Items for identifying locations
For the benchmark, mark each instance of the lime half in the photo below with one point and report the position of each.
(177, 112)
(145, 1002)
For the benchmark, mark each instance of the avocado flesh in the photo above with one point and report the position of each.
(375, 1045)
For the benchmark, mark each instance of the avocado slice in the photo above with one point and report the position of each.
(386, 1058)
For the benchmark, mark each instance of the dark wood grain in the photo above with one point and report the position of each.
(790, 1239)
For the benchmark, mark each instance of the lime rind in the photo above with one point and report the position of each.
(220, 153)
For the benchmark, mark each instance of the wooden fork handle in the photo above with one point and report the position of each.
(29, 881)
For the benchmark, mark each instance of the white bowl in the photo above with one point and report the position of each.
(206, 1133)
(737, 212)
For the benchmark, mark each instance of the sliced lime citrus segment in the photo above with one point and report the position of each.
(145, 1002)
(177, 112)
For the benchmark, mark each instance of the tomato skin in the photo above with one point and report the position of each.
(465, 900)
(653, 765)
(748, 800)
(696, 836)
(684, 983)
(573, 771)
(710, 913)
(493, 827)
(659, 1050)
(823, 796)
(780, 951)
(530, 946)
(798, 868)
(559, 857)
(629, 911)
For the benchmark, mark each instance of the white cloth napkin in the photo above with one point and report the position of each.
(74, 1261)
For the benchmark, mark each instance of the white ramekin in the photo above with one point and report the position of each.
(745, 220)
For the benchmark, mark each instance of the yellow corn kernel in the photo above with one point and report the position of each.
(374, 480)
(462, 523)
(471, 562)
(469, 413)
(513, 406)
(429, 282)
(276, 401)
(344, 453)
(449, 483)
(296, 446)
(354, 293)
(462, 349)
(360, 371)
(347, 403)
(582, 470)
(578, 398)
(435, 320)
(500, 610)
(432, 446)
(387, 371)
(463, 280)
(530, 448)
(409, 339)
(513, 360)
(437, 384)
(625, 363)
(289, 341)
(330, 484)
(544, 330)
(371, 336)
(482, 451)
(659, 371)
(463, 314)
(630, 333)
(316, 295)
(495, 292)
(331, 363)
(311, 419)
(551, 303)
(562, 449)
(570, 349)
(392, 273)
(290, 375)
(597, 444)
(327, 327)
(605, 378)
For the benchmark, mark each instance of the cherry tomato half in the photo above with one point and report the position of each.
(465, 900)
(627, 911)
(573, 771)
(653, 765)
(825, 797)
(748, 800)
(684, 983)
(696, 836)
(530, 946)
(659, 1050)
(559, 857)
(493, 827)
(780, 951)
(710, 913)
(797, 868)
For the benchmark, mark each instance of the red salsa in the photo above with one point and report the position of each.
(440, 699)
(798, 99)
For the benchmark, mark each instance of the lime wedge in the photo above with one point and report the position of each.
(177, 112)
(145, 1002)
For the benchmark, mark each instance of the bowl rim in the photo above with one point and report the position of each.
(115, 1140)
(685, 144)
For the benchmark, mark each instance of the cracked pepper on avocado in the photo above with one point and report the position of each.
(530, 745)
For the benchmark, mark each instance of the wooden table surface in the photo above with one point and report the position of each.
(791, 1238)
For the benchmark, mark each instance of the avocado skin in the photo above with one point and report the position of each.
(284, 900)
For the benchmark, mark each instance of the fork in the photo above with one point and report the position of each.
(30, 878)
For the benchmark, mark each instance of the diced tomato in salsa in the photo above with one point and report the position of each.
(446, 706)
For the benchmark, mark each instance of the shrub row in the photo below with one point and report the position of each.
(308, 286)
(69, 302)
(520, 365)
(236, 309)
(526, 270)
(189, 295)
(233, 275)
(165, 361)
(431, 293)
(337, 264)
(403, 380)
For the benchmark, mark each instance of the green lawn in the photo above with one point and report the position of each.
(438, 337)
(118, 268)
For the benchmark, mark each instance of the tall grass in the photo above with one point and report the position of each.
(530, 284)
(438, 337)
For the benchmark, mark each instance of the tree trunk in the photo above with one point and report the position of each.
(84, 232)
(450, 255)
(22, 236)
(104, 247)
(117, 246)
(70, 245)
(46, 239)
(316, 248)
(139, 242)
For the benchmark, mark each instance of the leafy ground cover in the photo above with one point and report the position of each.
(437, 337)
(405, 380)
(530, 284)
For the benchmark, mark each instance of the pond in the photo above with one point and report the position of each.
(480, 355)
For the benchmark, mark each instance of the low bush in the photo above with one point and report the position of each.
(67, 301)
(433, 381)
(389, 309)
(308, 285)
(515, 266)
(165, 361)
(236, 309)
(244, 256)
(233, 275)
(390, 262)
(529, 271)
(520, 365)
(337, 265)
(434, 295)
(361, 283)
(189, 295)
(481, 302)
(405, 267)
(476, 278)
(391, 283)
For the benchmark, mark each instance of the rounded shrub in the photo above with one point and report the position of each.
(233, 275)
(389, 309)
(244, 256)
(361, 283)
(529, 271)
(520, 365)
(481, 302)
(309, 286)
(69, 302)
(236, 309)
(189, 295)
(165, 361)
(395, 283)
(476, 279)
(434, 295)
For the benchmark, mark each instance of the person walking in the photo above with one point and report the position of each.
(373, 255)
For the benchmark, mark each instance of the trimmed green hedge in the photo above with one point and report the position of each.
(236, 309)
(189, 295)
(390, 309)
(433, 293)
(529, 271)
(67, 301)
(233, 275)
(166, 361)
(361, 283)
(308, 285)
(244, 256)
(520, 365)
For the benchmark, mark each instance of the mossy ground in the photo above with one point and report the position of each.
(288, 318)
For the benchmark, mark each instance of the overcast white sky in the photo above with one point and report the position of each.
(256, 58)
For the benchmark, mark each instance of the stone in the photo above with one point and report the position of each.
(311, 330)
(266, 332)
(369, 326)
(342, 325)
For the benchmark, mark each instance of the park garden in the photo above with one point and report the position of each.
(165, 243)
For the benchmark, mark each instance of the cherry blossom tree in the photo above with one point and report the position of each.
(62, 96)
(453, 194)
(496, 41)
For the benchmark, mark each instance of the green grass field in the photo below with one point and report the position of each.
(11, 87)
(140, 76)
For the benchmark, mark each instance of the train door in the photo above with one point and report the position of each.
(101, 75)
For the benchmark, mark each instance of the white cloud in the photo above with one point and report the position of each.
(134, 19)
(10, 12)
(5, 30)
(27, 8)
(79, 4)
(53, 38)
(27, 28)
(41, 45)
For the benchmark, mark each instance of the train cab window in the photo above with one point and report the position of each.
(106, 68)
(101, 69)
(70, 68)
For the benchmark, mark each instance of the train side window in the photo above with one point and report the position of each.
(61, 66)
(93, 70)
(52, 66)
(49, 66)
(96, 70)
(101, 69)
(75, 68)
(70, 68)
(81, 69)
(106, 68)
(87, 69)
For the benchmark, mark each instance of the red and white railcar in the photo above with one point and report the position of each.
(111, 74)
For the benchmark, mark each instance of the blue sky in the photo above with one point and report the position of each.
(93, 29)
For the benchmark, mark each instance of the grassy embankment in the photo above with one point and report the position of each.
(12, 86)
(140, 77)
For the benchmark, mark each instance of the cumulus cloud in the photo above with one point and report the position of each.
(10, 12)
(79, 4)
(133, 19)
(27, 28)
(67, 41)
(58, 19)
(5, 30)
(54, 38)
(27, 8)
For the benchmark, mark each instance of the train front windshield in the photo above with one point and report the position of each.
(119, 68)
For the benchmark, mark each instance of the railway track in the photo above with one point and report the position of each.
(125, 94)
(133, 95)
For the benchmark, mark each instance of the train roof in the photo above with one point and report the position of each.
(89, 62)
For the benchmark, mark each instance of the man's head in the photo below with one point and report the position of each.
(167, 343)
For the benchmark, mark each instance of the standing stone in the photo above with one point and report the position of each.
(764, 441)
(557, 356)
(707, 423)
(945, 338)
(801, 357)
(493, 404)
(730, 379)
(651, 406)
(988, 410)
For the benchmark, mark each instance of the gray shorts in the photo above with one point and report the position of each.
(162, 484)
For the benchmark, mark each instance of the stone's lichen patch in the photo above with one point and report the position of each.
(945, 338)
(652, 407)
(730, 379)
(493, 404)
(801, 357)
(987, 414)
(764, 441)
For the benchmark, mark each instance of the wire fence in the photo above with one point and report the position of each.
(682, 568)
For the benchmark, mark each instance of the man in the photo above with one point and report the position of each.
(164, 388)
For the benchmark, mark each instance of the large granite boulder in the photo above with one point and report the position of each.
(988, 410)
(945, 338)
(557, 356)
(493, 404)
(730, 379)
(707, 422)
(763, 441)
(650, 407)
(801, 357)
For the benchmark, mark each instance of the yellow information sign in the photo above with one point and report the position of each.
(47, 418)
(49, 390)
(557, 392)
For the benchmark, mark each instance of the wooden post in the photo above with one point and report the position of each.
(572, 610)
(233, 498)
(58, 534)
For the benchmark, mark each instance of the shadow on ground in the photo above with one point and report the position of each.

→ **WORK TO DO**: Edit the part of the listing that opens with the line containing "For the benchmark, mark each instance of the cherry tomato" and closes with the line containing "(791, 1238)", replacing "lime wedge" with "lime slice" and leaving everything else unchanged. Give only those lines.

→ **WRITTEN ANSWER**:
For the benchmark, mark each instance of the cherry tomato half in the photo above with one point and report the position of each.
(465, 900)
(627, 911)
(573, 771)
(653, 765)
(825, 797)
(748, 800)
(684, 983)
(696, 836)
(530, 946)
(659, 1050)
(559, 857)
(493, 827)
(780, 951)
(710, 913)
(797, 868)
For the benchmark, mark each instance of the red salsa in the photo above with one point and report the position of each.
(440, 699)
(798, 99)
For the benchmark, mark each instance of the lime slice in the photo above with one point and report the position of each.
(177, 112)
(145, 1002)
For the benchmark, mark each instance of the bowl rim in the photo above with one point and report the position of each.
(115, 1140)
(685, 144)
For the benchmark, mark each instance of the cracked pepper on avocado in the photo above with one point and report the position of each.
(530, 745)
For the benchmark, mark each instance of the wooden table surface in the photo above with one point and report the position of each.
(791, 1238)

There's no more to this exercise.